## Extracted data
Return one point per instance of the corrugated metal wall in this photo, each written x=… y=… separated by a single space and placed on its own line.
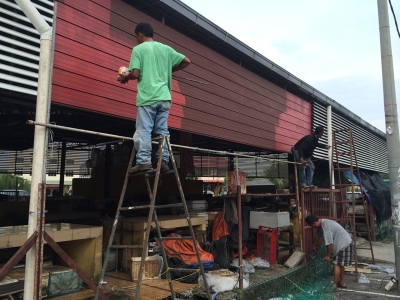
x=19 y=47
x=94 y=38
x=371 y=150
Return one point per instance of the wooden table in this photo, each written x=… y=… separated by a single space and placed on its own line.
x=81 y=242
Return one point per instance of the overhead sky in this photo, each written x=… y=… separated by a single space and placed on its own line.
x=333 y=45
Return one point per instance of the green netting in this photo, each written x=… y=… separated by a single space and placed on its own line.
x=383 y=230
x=312 y=280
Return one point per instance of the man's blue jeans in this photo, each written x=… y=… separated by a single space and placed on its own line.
x=150 y=119
x=306 y=173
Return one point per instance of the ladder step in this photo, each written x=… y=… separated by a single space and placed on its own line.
x=115 y=288
x=345 y=153
x=141 y=173
x=342 y=142
x=342 y=169
x=126 y=246
x=183 y=270
x=170 y=238
x=341 y=130
x=363 y=248
x=152 y=174
x=157 y=138
x=345 y=184
x=148 y=206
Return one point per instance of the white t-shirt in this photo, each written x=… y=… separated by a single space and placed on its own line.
x=335 y=234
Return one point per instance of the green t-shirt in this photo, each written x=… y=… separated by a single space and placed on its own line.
x=155 y=62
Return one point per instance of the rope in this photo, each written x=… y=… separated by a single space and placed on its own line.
x=131 y=287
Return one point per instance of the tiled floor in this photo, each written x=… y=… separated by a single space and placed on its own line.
x=150 y=290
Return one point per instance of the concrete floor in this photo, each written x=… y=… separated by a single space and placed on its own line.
x=375 y=289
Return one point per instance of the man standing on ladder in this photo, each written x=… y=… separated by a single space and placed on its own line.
x=339 y=246
x=152 y=64
x=303 y=151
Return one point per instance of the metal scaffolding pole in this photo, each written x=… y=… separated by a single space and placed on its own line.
x=392 y=127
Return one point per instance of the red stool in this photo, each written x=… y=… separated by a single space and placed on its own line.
x=266 y=243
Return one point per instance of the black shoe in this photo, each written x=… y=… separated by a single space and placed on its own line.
x=164 y=167
x=140 y=168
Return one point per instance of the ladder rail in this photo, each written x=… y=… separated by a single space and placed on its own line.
x=149 y=220
x=115 y=224
x=152 y=192
x=189 y=220
x=340 y=148
x=164 y=255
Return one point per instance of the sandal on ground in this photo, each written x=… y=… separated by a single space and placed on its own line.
x=341 y=286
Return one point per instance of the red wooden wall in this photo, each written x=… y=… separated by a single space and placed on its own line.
x=94 y=38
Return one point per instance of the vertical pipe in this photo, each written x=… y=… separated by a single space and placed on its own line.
x=39 y=159
x=40 y=138
x=331 y=173
x=62 y=168
x=392 y=127
x=329 y=129
x=107 y=171
x=240 y=235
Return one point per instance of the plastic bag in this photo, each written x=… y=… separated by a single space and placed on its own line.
x=221 y=283
x=385 y=269
x=157 y=257
x=363 y=279
x=248 y=267
x=259 y=262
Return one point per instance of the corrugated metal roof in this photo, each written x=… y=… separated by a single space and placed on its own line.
x=371 y=150
x=20 y=44
x=193 y=21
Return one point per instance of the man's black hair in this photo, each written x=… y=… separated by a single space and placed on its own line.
x=311 y=219
x=318 y=129
x=145 y=28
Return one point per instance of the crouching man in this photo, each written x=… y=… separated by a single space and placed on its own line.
x=338 y=243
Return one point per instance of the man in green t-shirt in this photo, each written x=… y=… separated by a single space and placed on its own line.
x=152 y=64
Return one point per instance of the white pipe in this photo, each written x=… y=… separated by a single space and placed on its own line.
x=36 y=18
x=330 y=152
x=329 y=130
x=40 y=138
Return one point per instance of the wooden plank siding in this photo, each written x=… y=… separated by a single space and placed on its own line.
x=94 y=38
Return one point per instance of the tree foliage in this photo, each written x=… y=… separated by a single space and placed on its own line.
x=278 y=172
x=11 y=182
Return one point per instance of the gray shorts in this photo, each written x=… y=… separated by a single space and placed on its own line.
x=345 y=256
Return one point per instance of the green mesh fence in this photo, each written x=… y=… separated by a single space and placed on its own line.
x=312 y=280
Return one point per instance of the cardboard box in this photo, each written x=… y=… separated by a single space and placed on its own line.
x=269 y=219
x=232 y=182
x=294 y=259
x=283 y=191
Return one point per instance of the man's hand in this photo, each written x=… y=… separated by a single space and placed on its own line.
x=123 y=79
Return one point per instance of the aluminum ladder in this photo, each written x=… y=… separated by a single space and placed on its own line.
x=151 y=216
x=344 y=210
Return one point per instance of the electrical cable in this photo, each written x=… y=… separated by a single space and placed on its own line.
x=394 y=16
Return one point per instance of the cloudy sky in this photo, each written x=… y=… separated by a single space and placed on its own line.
x=333 y=45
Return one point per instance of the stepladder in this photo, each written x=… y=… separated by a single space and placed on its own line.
x=152 y=188
x=351 y=209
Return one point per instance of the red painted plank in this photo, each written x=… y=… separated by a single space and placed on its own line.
x=94 y=38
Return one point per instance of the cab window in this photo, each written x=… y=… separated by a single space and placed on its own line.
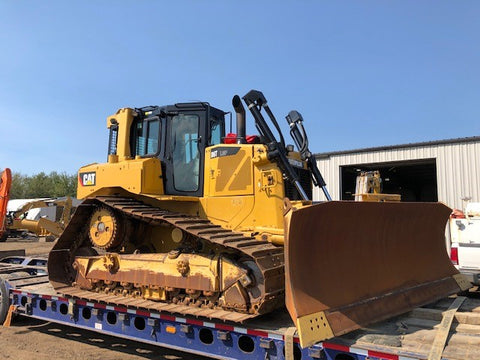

## Work instruction
Without the pictures, reproduce every entry exactly as written.

## Solution
Return one point per instance of the corrugated metal wall in this photo, each written x=… y=… separated by a single space and placed on its own line.
x=19 y=47
x=94 y=38
x=371 y=150
Return one point per instance of the wooden table in this photo, each written x=… y=… separated by a single space and placed on its own line.
x=81 y=242
Return one point per instance of the overhead sky in this photo, each written x=… y=… separated by a single space and placed on its own line.
x=333 y=45
Return one point per instance of the green netting in this photo, each written x=… y=… separated by a single space and placed on its own line.
x=383 y=230
x=312 y=280
Return one point per instance of the man's blue jeans in this photo, each written x=… y=… separated by a single space and placed on its own line.
x=150 y=119
x=306 y=173
Return one point per instance of the ladder step in this photo, each written x=… y=… separated by a single space and placed on its own line.
x=115 y=288
x=345 y=153
x=141 y=173
x=342 y=142
x=342 y=169
x=126 y=246
x=183 y=270
x=170 y=238
x=341 y=130
x=363 y=248
x=152 y=174
x=157 y=138
x=345 y=184
x=148 y=206
Return one point per instance of the white t-shirt in this photo, each written x=… y=… separated by a single space and placed on its own line.
x=335 y=234
Return one point per instance of the green t-shirt in this photo, each written x=… y=… separated by a single space and placed on its own line.
x=155 y=62
Return one point per instance of the rope in this photo, each written x=… y=… separated by a single space and placed on its own line.
x=131 y=287
Return one point per instance of the tiled floor in this photo, each written x=… y=… separated by a single space and placed on its own line.
x=150 y=290
Return one point per instance of the concrete floor in this photo, each written x=… y=… separated by a single space and placed on its own line.
x=375 y=289
Return one point per instance of the man standing on ladder in this photo, each written x=… y=… separated by a single space and placed on its own line.
x=339 y=246
x=152 y=64
x=303 y=151
Return one point per instance of the metal scaffolding pole in this photo, each written x=… y=… separated by a single space and placed on its own line.
x=392 y=127
Return one point per instance of the red stool in this photo, each written x=… y=… separated by a single space and placed on its own line.
x=266 y=243
Return one point per instance of the black shoe in this photo, each written x=… y=… separated by a single space and placed on its own line.
x=164 y=167
x=140 y=168
Return one point per instance of the ladder rail in this photo, each written x=… y=… separated by a single space and placed on its own line.
x=149 y=220
x=115 y=224
x=152 y=192
x=189 y=220
x=340 y=148
x=164 y=255
Return one point per instance of the sandal on ground in this photo, each written x=… y=… separated by a single space and placed on its own line.
x=341 y=286
Return one point per instance of the red wooden wall in this photo, each written x=… y=… separated by a single space and placed on its own line.
x=94 y=38
Return one point per instance of the vertical pipe in this photo, each written x=… y=… separated by a single space and placed on its own line.
x=39 y=159
x=40 y=138
x=331 y=173
x=62 y=168
x=392 y=127
x=329 y=129
x=107 y=171
x=240 y=235
Return one point per instance of the plastic bag in this photo, each written x=… y=… separated by a single space and placed on its own line.
x=221 y=283
x=385 y=269
x=157 y=257
x=363 y=279
x=248 y=267
x=259 y=262
Return one point per instance of the corrugated metal roof in this photo, each written x=… y=… separated by a single space and placed on its own line.
x=371 y=150
x=20 y=44
x=193 y=21
Return one point per instance of the man's black hair in this photo, each written x=… y=… separated by a single space and placed on its own line.
x=311 y=219
x=318 y=129
x=145 y=28
Return one point per instance of the crouching man in this photo, each written x=… y=… separated by a single space and placed on its own line.
x=338 y=243
Return one point per instance of the man in green t-shirt in this photo, each written x=… y=… separated by a single space and placed on its own line.
x=152 y=64
Return one point per instance of the white pipe in this photo, each written x=… y=… separated by a single space and placed on its own line.
x=36 y=18
x=330 y=152
x=329 y=130
x=40 y=138
Return one point per instance of the wooden plank siding in this photo, each written x=… y=… separated by a single space and placed on its own line.
x=94 y=38
Return one point per instance of the tree foliage in this photo, each written x=… y=… separated by a single space and placed on its own line.
x=278 y=172
x=11 y=182
Return one point per instance of the gray shorts in this photo, each written x=… y=… separated by a single space and placed on its own line.
x=345 y=256
Return one point per instance of the green mesh fence in this photo, each written x=… y=… separated by a single space and placed on its own line.
x=312 y=280
Return one point per instance of the cardboard box in this photo, each written x=… y=… separated by a single space and placed on its own line.
x=269 y=219
x=232 y=182
x=294 y=259
x=283 y=191
Return one point per instance of the man's hand in this photo, each written x=… y=… separated by a single space and placed on its own line.
x=123 y=79
Return one point per instance of the aluminum ladder in this photo, each written x=… y=… separated by a single space and placed on its own line.
x=151 y=216
x=344 y=210
Return one point per instance of the electrical cable in this photo, each written x=… y=… separated by a single space and placed on its own line.
x=394 y=16
Return one point per instance of the cloudy sky in this photo, each written x=… y=… separated by a single space and placed on its own line.
x=333 y=45
Return one point per instance of the stepladder in this photo, each written x=… y=… separated by a single space and placed on its own line.
x=152 y=188
x=351 y=209
Return one point per instance of the red painted plank in this photo, each written x=… y=… separated by a single space and placed on its own line.
x=94 y=38
Return one point per instance of the cab window in this photo, each written x=… y=… separated by a single space and placed on its own line.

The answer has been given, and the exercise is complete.